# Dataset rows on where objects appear
◇ ◇ ◇
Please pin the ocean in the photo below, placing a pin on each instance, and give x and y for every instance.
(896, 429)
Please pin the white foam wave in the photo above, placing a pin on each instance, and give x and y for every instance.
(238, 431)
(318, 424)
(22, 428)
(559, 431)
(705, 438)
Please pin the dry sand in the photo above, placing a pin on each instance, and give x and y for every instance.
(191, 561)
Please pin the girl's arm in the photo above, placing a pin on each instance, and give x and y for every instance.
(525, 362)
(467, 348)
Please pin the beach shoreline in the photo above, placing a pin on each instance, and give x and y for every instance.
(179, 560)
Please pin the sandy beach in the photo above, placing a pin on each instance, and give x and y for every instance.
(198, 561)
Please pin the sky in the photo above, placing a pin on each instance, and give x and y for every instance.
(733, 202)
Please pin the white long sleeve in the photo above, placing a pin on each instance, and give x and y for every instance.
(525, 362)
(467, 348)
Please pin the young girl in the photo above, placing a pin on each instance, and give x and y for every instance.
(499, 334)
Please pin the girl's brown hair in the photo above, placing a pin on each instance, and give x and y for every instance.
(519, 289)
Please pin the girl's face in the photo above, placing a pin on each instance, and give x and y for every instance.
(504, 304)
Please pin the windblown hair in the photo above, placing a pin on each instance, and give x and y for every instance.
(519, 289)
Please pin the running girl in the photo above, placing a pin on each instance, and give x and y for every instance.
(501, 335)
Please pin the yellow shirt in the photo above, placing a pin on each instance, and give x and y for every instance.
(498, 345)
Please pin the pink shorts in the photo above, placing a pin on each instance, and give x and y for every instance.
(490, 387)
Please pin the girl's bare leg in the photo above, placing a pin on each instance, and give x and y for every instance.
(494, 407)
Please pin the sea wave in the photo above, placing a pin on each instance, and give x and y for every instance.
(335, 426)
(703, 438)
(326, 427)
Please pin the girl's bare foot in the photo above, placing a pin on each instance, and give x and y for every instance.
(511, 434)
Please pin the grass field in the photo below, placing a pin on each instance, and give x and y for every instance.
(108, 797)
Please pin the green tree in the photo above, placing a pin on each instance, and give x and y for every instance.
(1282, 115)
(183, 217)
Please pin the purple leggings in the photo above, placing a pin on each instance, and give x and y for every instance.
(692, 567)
◇ ◇ ◇
# What to work on
Take the lines above and retype all of them exactly.

# The reply
Please pin the ocean in the photo below, placing a pin on each instance, and give x and y for every instance.
(896, 429)
Please pin the white foam wave in the photo above, placing a pin on each instance, and give x and y for every instance.
(238, 431)
(318, 424)
(22, 428)
(559, 431)
(705, 438)
Please pin the dry sand in the photo above, placing a pin on each instance, and give x and y for every instance.
(191, 561)
Please pin the girl's arm in the photo above, placing a pin on each instance, and give x and y for every instance.
(525, 362)
(467, 348)
Please pin the beach shoreline in the photo above, placing a pin on each instance, and give x and y for every instance.
(179, 560)
Please pin the sandy beach in the photo above, placing a pin on each instance, and give x and y for every instance.
(198, 561)
Please pin the sky in the photo above, placing a pin on each instance, and give x and y for every instance.
(733, 202)
Please pin the white long sleeve in the photo above, placing a pin on each instance, and give x and y for every instance.
(525, 362)
(467, 348)
Please pin the young girl in the photo above, placing a pin on each instance, and give x and y for every instance.
(499, 334)
Please pin the girl's brown hair in the photo above, placing a pin on each instance, and give x and y for every instance.
(519, 289)
Please pin the girl's face in the photo above, placing a pin on each instance, and give x and y for every instance.
(504, 304)
Please pin the windblown hair in the photo above, placing a pin on each instance, and give x and y for every instance.
(519, 289)
Please pin the running girl in the photo above, placing a pin on each instance, and give x and y for every instance.
(501, 335)
Please pin the yellow shirt in the photo above, placing a pin on each instance, and give x and y for every instance.
(498, 345)
Please pin the pink shorts in the photo above, placing a pin on each instance, and give x and y for every instance.
(490, 387)
Please pin the girl's bare leg in the photo above, placing a pin on each instance, and give x and y for every instance.
(494, 407)
Please pin the sea wave in the photo above, placing a pin on each instance, and give x and y for every instance.
(335, 426)
(703, 438)
(326, 427)
Please pin the girl's bare foot in the photo above, placing a pin on each instance, and give x and y for every instance.
(511, 434)
Please pin the grass field in the photo below, placing a pin on each instance, and give x and y for every instance.
(108, 797)
Please pin the green tree in the photo above, placing a pin on each instance, and give x and y for every instance.
(1282, 115)
(183, 217)
Please pin the purple leggings in the photo above, placing a pin on each instance, and give x and y for every instance.
(692, 567)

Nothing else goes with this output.